Stored items from a collection:
◇ ◇ ◇ ◇ ◇ ◇ ◇
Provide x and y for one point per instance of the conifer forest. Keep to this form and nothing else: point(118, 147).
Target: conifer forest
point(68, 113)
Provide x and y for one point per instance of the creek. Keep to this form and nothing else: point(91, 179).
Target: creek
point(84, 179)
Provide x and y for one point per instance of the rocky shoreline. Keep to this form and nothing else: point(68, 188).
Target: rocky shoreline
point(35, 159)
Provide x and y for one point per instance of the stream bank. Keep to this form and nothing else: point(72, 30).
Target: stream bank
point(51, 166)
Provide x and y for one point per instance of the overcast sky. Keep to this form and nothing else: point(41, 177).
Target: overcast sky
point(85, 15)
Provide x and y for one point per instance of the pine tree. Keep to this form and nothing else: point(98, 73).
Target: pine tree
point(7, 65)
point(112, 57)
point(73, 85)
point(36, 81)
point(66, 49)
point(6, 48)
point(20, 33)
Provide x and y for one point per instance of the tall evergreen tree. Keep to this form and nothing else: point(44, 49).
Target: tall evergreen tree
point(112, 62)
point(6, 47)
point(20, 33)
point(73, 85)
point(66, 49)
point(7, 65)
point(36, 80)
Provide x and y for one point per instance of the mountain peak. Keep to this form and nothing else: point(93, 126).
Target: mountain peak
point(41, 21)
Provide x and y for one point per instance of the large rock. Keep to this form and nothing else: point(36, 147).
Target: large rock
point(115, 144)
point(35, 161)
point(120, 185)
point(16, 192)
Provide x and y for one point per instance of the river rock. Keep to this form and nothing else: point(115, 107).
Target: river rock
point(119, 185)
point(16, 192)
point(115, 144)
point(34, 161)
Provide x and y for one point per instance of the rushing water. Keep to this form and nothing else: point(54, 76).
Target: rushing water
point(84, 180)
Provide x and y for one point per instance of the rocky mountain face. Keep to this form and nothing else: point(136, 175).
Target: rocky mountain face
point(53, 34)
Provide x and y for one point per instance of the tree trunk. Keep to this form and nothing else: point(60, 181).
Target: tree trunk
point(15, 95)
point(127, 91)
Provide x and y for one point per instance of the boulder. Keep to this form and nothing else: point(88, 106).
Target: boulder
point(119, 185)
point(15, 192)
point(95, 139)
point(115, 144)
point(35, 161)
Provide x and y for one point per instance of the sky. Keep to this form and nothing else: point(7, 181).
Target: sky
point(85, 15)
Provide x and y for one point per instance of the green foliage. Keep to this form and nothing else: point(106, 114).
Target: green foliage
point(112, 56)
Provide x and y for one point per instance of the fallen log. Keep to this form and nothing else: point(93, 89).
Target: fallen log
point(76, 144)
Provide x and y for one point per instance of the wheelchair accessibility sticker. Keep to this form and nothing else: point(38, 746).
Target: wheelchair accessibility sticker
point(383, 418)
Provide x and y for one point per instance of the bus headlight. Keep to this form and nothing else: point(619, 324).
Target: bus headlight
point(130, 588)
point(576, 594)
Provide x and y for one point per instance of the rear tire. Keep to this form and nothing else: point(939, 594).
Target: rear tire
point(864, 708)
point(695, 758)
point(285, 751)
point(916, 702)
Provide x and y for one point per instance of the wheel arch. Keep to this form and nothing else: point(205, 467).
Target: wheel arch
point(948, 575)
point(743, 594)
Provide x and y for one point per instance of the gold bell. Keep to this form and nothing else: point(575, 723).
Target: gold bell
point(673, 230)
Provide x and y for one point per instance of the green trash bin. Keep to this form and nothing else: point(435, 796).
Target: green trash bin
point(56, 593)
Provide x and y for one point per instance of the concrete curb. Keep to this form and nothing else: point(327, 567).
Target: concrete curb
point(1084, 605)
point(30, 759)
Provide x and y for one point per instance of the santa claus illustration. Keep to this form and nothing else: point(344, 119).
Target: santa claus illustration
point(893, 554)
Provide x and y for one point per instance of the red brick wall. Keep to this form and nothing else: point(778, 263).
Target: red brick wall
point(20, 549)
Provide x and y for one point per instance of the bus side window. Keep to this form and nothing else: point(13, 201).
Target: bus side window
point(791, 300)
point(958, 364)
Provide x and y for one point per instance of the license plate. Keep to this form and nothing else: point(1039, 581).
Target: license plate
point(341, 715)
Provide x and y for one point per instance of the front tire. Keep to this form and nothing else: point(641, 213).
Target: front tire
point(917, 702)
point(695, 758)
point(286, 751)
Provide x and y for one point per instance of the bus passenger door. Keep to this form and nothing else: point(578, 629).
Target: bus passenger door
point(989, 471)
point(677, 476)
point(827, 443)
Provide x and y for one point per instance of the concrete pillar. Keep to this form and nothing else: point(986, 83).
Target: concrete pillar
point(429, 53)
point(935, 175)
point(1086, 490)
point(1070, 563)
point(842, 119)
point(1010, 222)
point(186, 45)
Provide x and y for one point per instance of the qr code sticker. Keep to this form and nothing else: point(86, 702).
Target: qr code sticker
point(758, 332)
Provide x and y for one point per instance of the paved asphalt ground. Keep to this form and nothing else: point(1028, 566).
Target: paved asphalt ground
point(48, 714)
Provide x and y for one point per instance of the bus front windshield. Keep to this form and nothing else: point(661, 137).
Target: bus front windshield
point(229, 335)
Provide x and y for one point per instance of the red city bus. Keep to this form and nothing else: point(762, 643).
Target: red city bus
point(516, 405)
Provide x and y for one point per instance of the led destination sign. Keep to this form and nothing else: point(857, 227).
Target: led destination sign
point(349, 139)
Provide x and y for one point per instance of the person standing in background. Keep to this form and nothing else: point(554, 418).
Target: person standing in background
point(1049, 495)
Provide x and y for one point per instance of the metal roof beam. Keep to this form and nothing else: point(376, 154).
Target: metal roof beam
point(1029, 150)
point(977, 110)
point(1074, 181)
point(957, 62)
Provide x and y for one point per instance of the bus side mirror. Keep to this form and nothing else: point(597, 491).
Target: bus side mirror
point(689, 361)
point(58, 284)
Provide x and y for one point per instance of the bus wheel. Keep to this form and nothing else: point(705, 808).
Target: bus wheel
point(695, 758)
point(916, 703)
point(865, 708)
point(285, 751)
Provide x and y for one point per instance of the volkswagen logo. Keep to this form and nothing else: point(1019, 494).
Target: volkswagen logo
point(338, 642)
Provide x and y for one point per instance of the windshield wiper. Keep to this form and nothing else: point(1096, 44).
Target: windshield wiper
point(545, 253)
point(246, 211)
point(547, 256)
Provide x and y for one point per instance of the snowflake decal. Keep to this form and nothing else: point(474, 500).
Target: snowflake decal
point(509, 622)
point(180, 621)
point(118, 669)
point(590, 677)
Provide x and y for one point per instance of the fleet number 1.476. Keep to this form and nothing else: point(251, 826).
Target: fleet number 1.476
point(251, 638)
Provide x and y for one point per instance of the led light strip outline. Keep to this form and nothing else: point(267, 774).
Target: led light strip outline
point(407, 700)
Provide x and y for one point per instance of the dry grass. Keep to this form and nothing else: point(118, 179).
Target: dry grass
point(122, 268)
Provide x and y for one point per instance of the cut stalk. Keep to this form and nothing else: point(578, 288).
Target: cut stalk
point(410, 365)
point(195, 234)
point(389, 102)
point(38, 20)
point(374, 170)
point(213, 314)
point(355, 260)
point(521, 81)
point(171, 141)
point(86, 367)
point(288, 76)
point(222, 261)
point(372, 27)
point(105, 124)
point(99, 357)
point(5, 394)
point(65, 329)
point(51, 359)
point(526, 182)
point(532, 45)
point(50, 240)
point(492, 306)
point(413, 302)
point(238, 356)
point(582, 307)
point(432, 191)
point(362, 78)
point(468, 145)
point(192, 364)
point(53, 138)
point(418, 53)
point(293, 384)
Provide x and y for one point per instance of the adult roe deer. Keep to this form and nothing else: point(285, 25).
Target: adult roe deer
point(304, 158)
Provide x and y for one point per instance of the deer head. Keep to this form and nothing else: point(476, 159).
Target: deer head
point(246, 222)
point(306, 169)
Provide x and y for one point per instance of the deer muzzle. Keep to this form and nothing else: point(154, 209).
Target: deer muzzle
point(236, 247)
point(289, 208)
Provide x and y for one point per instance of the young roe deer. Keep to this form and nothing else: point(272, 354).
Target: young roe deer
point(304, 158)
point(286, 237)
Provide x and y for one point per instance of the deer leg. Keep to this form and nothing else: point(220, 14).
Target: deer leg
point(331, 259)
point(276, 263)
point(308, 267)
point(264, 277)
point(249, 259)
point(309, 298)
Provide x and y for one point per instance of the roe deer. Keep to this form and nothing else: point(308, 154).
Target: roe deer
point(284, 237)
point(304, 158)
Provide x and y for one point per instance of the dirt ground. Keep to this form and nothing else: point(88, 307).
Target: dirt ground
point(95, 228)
◇ ◇ ◇ ◇ ◇ ◇ ◇
**Task brief**
Rewrite the stretch of rows above, from the start through the line containing "point(127, 91)", swapping "creek" for "brook" and leaving everything else unchanged.

**Response to this exercise**
Provide x and y for one point per instance of the conifer forest. Keep to this form and nothing else: point(118, 147).
Target: conifer forest
point(68, 113)
Provide x and y for one point per instance of the brook. Keep to this form and nothing else: point(91, 179).
Target: brook
point(84, 179)
Provide x and y for one point per instance of the rocky shoreline. Keep to this form and nothing else: point(68, 188).
Target: rocky shoreline
point(35, 159)
Provide x and y for one point per instance of the stream bank. Keep to this form and nothing else: point(72, 30).
Target: stream bank
point(51, 166)
Provide x and y for one point per instance of the overcast sky. Keep to this form and nothing else: point(41, 177).
Target: overcast sky
point(85, 15)
Provide x and y for one point per instance of the pine tree. Keep to this form and nothing else: point(98, 73).
Target: pine tree
point(7, 65)
point(112, 57)
point(73, 85)
point(36, 81)
point(66, 49)
point(6, 48)
point(20, 33)
Provide x and y for one point per instance of the tall evergreen tree. Keep to this form and nothing else: point(44, 49).
Target: tall evergreen tree
point(112, 62)
point(6, 47)
point(20, 33)
point(73, 85)
point(66, 49)
point(7, 65)
point(36, 80)
Provide x and y for one point per instance of the mountain peak. Keep to this form and nothing else: point(93, 126).
Target: mountain peak
point(41, 21)
Provide x and y for one point per instance of the large rock. Keep to this form and nothing else: point(36, 147).
Target: large rock
point(115, 144)
point(35, 161)
point(120, 185)
point(16, 192)
Provide x and y for one point per instance of the river rock. Keep to this form and nothing else: point(115, 107).
Target: river rock
point(119, 185)
point(16, 192)
point(115, 144)
point(34, 161)
Provide x and y for one point per instance of the rushing water. Keep to this form and nothing else: point(54, 76).
Target: rushing water
point(84, 180)
Provide x and y for one point per instance of the rocky mountain face. Keep to this form and nothing else: point(136, 175).
Target: rocky mountain face
point(53, 34)
Provide x and y for one point per instance of the tree trunk. Keep to this form and nothing else: point(60, 181).
Target: tree trunk
point(15, 95)
point(127, 91)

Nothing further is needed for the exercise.